▶ [Objective]:
Reproduce every line of the records below verbatim, leaving out the pictures.

[Begin Records shown]

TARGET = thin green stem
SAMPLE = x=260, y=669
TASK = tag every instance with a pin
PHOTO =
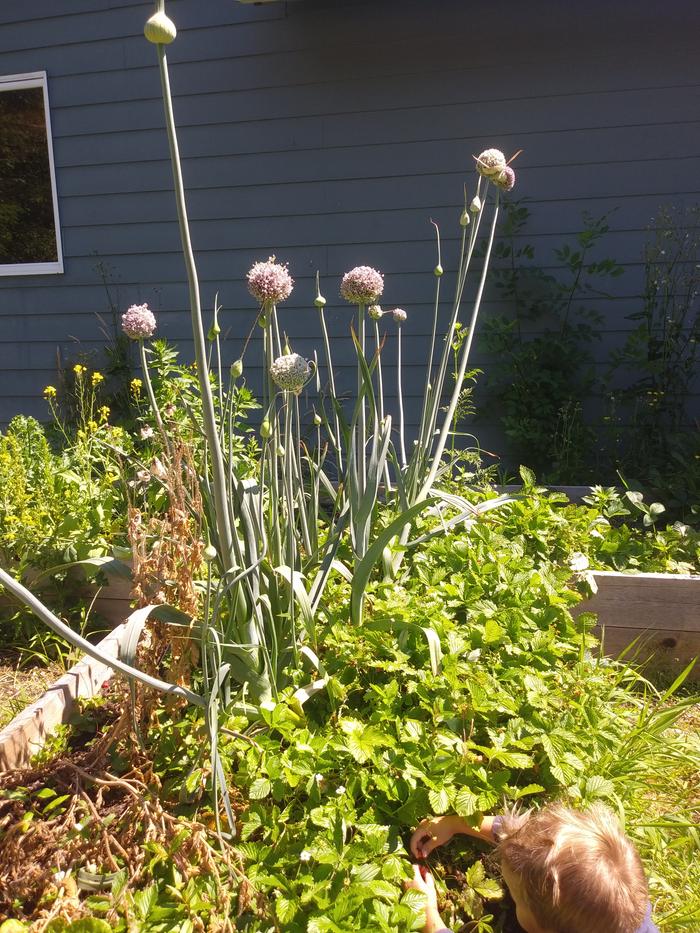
x=224, y=530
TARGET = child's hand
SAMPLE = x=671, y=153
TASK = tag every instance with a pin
x=423, y=881
x=432, y=833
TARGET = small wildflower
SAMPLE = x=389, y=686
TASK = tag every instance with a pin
x=490, y=162
x=506, y=179
x=160, y=29
x=291, y=372
x=578, y=562
x=138, y=322
x=362, y=285
x=270, y=282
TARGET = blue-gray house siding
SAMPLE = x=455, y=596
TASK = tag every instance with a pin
x=328, y=132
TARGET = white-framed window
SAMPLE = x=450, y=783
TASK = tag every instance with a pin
x=30, y=234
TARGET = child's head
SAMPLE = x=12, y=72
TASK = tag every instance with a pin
x=571, y=872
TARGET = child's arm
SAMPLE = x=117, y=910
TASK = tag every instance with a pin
x=438, y=830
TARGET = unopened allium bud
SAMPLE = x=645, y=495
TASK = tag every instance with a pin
x=160, y=29
x=362, y=285
x=506, y=179
x=270, y=282
x=290, y=372
x=138, y=322
x=490, y=162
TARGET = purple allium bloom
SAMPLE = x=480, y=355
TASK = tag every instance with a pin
x=270, y=282
x=362, y=285
x=290, y=372
x=490, y=162
x=506, y=179
x=138, y=322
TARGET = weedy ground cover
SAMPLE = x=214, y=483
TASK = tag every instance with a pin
x=518, y=707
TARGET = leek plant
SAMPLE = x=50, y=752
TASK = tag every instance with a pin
x=271, y=544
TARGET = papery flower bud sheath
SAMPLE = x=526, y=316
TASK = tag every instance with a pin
x=290, y=372
x=160, y=29
x=362, y=285
x=138, y=322
x=270, y=282
x=490, y=162
x=506, y=179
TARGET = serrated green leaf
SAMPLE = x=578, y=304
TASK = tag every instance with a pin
x=439, y=800
x=259, y=789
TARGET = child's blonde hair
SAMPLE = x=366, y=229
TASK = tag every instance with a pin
x=579, y=873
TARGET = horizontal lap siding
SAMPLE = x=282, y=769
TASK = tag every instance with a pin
x=330, y=132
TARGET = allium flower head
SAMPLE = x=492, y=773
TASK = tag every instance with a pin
x=270, y=282
x=362, y=285
x=290, y=372
x=506, y=179
x=138, y=322
x=490, y=162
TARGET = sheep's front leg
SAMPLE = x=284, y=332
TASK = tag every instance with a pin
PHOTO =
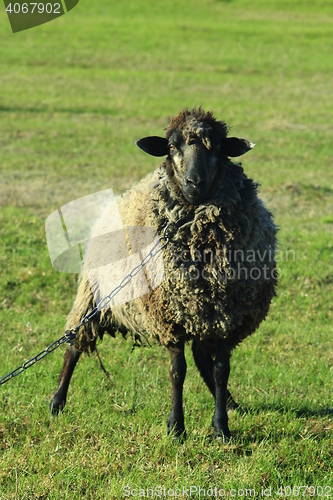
x=205, y=365
x=58, y=401
x=221, y=372
x=177, y=377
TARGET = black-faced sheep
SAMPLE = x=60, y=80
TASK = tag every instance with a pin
x=220, y=273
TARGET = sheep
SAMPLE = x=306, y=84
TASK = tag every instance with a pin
x=220, y=269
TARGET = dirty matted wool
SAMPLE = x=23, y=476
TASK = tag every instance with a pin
x=220, y=273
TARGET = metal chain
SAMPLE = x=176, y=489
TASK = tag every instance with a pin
x=70, y=335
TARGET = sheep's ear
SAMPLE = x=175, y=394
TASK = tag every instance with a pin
x=153, y=145
x=234, y=146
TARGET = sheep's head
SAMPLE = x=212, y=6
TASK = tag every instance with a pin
x=197, y=146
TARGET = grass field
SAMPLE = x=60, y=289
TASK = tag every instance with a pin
x=75, y=95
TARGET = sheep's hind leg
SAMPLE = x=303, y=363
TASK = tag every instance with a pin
x=205, y=365
x=58, y=401
x=177, y=377
x=221, y=372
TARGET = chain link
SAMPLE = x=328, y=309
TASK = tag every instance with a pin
x=70, y=335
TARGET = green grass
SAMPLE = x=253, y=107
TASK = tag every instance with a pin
x=75, y=95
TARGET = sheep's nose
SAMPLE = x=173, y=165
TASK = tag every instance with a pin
x=195, y=181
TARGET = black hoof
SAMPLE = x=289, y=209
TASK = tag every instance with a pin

[End Records shown]

▶ [Task solution]:
TARGET = thin green stem
SAMPLE = x=260, y=669
TASK = tag every instance with a pin
PHOTO =
x=224, y=530
TARGET = child's hand
SAMPLE = x=671, y=153
TASK = tag every instance with a pin
x=423, y=881
x=432, y=833
TARGET = small wildflower
SAMPLE = x=389, y=686
TASK = tag every instance with a pin
x=490, y=162
x=506, y=179
x=160, y=29
x=291, y=372
x=578, y=562
x=138, y=322
x=362, y=285
x=270, y=282
TARGET = blue-gray house siding
SAMPLE = x=455, y=596
TASK = tag every instance with a pin
x=328, y=132
TARGET = white-framed window
SAMPLE = x=450, y=783
TASK = tag every instance with a pin
x=30, y=234
TARGET = child's head
SAMPLE = x=12, y=72
TASK = tag every instance with a pin
x=571, y=872
TARGET = child's arm
SAMPLE = x=117, y=910
TASK = tag every instance with a pin
x=438, y=830
TARGET = unopened allium bud
SAMPLE = x=645, y=495
TASK = tag every instance with a pin
x=160, y=29
x=362, y=285
x=506, y=179
x=270, y=282
x=290, y=372
x=138, y=322
x=490, y=162
TARGET = purple allium bloom
SAMPLE = x=480, y=355
TASK = tag every instance with a pin
x=270, y=282
x=362, y=285
x=290, y=372
x=490, y=162
x=506, y=179
x=138, y=322
TARGET = weedy ground cover
SAMPLE = x=214, y=483
TASK = tag every instance with a pin
x=518, y=707
TARGET = leek plant
SAMPLE = x=50, y=752
TASK = tag every instance with a pin
x=271, y=544
TARGET = papery flower bud sheath
SAMPLE = x=526, y=316
TASK = tag every instance with a pin
x=290, y=372
x=160, y=29
x=362, y=285
x=138, y=322
x=270, y=282
x=490, y=162
x=506, y=179
TARGET = serrated green leaf
SAMPLE = x=578, y=304
TASK = tag every instance with a pin
x=439, y=800
x=259, y=789
TARGET = child's blonde hair
SAMPLE = x=366, y=229
TASK = tag every instance with a pin
x=579, y=873
TARGET = horizontal lap siding
SAMPLE = x=282, y=769
TASK = tag every instance with a pin
x=330, y=132
TARGET = allium flower head
SAMPLE = x=492, y=773
TASK = tag every instance with a pin
x=270, y=282
x=362, y=285
x=290, y=372
x=506, y=179
x=138, y=322
x=490, y=162
TARGET = sheep's front leg
SAMPLE = x=284, y=332
TASK = tag every instance with a pin
PHOTO =
x=205, y=365
x=58, y=401
x=221, y=372
x=177, y=377
TARGET = black-faced sheep
SAMPLE = x=60, y=80
TASK = tag every instance with a pin
x=220, y=273
TARGET = sheep
SAMPLE = x=306, y=84
TASK = tag every instance with a pin
x=220, y=269
TARGET = dirty matted wool
SAMPLE = x=23, y=476
TASK = tag every instance with a pin
x=220, y=273
TARGET = metal chain
SAMPLE = x=176, y=489
TASK = tag every instance with a pin
x=70, y=335
TARGET = sheep's ear
SAMPLE = x=175, y=394
TASK = tag every instance with a pin
x=153, y=145
x=234, y=146
TARGET = sheep's head
SAMPLE = x=212, y=6
TASK = tag every instance with a pin
x=197, y=146
TARGET = grass field
SAMPLE = x=60, y=289
TASK = tag every instance with a pin
x=75, y=95
TARGET = sheep's hind leg
SAMPLE = x=303, y=363
TASK = tag every instance with a pin
x=205, y=365
x=58, y=401
x=177, y=377
x=221, y=372
TARGET = chain link
SAMPLE = x=328, y=309
TASK = tag every instance with a pin
x=70, y=335
TARGET = green grass
SAMPLE = x=253, y=107
TASK = tag every instance with a pin
x=75, y=95
TARGET = sheep's nose
SAMPLE = x=173, y=165
TASK = tag every instance with a pin
x=195, y=181
TARGET = black hoof
SAMPLE = x=289, y=209
TASK = tag every instance with a pin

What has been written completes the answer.